• Extracted records
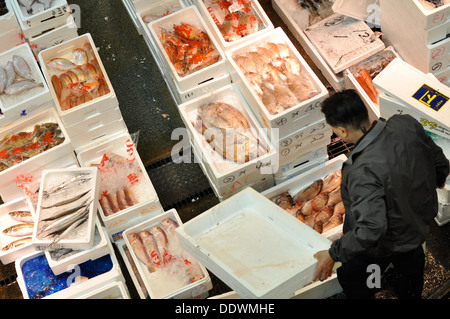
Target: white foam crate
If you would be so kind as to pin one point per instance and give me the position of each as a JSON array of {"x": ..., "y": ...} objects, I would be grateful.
[
  {"x": 343, "y": 41},
  {"x": 84, "y": 236},
  {"x": 9, "y": 256},
  {"x": 132, "y": 269},
  {"x": 188, "y": 15},
  {"x": 80, "y": 112},
  {"x": 305, "y": 179},
  {"x": 8, "y": 176},
  {"x": 10, "y": 39},
  {"x": 158, "y": 285},
  {"x": 292, "y": 119},
  {"x": 424, "y": 96},
  {"x": 59, "y": 8},
  {"x": 113, "y": 290},
  {"x": 222, "y": 171},
  {"x": 54, "y": 37},
  {"x": 149, "y": 202},
  {"x": 266, "y": 260},
  {"x": 99, "y": 249},
  {"x": 13, "y": 106},
  {"x": 443, "y": 216},
  {"x": 260, "y": 15},
  {"x": 351, "y": 82},
  {"x": 335, "y": 80},
  {"x": 82, "y": 287},
  {"x": 300, "y": 161}
]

• Exercise description
Restate each entry exactly, omitting pictures.

• Problem solution
Target: white foam crate
If you would be so kind as to pin one point per instance and give me the position of each as a JSON array of {"x": ..., "y": ...} objects, I would be grateful.
[
  {"x": 343, "y": 41},
  {"x": 84, "y": 236},
  {"x": 9, "y": 256},
  {"x": 132, "y": 269},
  {"x": 188, "y": 15},
  {"x": 80, "y": 112},
  {"x": 305, "y": 179},
  {"x": 8, "y": 176},
  {"x": 10, "y": 39},
  {"x": 158, "y": 285},
  {"x": 292, "y": 119},
  {"x": 424, "y": 96},
  {"x": 59, "y": 8},
  {"x": 113, "y": 290},
  {"x": 222, "y": 171},
  {"x": 54, "y": 37},
  {"x": 149, "y": 202},
  {"x": 266, "y": 260},
  {"x": 99, "y": 249},
  {"x": 13, "y": 106},
  {"x": 443, "y": 216},
  {"x": 260, "y": 15},
  {"x": 351, "y": 82},
  {"x": 335, "y": 80},
  {"x": 82, "y": 287},
  {"x": 300, "y": 161}
]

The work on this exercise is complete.